DIRECTIONS
Please transcribe the section of the Al Pacino article that starts at the words "Al Pacino revealed" and finishes with "a woman there.", without changing anything.
[TEXT SHOWN Boundary: Start]
Al Pacino revealed he was almost kidnapped by a fan
In his new memoir, Sonny Boy, Al Pacino has shared anecdotes from throughout his decades long career. But the most incredible story of them all is the revelation that the 84-year-old was once nearly kidnapped by a female fan.
The story starts with Pacino and Gene Hackman’s brother, Richard Hackman, on the road together. He said that “somewhere in our cross-country journey,” they were getting drinks and were, admittedly, “a little drunk”. At the bar, he got talking to a woman there.
He said that he “got so drunk that I could not find my way home.” But a solution came up as he continued, “A woman said to me, ‘Oh, I’ll drive you home.’ And without a second thought, I got into her car with her.”
But even in his drunken stupor, the Oscar-winner began to feel uneasy and realised the car was heading in the wrong direction. He recalled, “As we drove, even in my daze, I could recognise that she was not taking me back to where I was staying. I said to her, ‘What is going on here?’ And she said straight out, ‘I’m kidnapping you.’”
That’s when things took a serious turn as the actor clocked the danger he was in. By this time, he was already “well-known” as The Godfather had been released, with his performance as Michael Corleone shooting him to global renown and making his name. But he said that the woman’s behaviour felt more worrying than just typical fan behaviour.
“I am from the South Bronx. When I see some crazy person trying to do something to me, I know how to escape,” he wrote. “I said, ‘No, you’re not. I’m getting out.’ She said, ‘No, no,’ and she kept driving.”
But Pacino was ready to take his life into his own hands. “I was a little drunk, but I was ready to leap from a moving car if I had to. This ain’t happening to me, man,” he said. Luckily, he didn’t have to resort to a duck and roll as, eventually, the woman agreed to drive him home.
Luckily, nothing more came of the incident, as the fan simply dropped him off and disappeared into the night. But for a moment there, Pacino, who famously played tough gangsters and hard men, was terrified. With plenty of other surprising, wild and interesting stories in his memoir, this one is certainly one of the most dramatic.
[TEXT SHOWN Boundary: End]
[DATASET Boundary: Start]
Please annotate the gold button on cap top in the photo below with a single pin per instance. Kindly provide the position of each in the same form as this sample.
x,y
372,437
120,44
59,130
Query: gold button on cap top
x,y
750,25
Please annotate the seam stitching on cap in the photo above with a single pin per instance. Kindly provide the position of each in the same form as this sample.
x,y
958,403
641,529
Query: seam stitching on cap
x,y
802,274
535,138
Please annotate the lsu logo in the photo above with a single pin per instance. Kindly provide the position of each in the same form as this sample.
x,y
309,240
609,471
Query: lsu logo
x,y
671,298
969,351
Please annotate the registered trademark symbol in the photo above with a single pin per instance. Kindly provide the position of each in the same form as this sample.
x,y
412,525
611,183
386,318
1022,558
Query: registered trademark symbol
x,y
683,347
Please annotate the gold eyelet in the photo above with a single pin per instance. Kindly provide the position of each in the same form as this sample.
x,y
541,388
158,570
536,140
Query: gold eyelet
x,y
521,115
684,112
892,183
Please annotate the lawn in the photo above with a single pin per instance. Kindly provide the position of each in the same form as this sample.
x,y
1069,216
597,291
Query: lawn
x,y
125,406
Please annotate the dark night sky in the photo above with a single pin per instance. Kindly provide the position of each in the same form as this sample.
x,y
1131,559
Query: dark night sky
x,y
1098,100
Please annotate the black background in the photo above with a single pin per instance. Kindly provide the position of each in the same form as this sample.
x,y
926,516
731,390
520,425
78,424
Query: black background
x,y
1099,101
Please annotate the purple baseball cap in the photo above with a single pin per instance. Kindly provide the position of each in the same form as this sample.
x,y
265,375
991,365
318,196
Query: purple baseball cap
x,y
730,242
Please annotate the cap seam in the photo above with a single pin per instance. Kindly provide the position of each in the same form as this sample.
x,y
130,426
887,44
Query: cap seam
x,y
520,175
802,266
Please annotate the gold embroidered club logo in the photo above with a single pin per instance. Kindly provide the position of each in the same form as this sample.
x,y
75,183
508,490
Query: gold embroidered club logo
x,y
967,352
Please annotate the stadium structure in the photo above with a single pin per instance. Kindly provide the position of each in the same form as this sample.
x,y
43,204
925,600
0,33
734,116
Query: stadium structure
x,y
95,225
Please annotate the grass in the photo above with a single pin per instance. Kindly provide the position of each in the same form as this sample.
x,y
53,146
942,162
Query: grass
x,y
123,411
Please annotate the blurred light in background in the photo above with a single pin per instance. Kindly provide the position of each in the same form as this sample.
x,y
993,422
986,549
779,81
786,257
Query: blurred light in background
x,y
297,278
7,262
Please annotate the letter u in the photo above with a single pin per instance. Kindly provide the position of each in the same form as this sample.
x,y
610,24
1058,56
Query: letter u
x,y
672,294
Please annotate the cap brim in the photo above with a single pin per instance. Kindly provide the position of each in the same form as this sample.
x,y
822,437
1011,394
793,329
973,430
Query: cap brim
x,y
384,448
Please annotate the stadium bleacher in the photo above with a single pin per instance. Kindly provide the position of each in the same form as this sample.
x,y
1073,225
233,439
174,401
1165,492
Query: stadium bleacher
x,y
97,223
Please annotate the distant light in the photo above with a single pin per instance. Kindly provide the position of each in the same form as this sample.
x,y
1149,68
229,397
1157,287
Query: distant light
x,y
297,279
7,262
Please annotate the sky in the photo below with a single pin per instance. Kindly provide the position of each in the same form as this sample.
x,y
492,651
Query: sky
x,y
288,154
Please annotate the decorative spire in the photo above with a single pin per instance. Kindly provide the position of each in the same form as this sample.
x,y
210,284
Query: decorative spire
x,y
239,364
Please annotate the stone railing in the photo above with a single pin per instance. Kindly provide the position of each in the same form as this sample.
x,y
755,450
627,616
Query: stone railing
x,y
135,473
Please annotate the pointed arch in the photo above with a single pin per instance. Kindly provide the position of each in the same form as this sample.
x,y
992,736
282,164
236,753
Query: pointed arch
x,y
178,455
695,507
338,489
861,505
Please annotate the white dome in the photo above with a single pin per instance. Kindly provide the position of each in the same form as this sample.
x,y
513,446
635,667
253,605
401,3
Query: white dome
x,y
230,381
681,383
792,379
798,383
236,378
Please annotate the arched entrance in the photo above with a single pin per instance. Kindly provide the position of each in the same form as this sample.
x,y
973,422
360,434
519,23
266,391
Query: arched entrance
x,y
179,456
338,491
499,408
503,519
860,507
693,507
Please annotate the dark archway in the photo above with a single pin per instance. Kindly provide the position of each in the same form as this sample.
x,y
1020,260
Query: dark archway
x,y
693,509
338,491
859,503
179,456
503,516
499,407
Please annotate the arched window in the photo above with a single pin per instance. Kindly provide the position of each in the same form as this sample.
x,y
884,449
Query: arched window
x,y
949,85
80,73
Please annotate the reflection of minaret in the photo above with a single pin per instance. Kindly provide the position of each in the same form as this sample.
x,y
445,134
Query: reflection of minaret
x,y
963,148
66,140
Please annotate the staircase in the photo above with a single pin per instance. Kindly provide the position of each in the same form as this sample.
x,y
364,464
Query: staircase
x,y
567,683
[DATASET Boundary: End]
TASK RESULT
Al Pacino revealed he was almost kidnapped by a fan
In his new memoir, Sonny Boy, Al Pacino has shared anecdotes from throughout his decades long career. But the most incredible story of them all is the revelation that the 84-year-old was once nearly kidnapped by a female fan.
The story starts with Pacino and Gene Hackman’s brother, Richard Hackman, on the road together. He said that “somewhere in our cross-country journey,” they were getting drinks and were, admittedly, “a little drunk”. At the bar, he got talking to a woman there.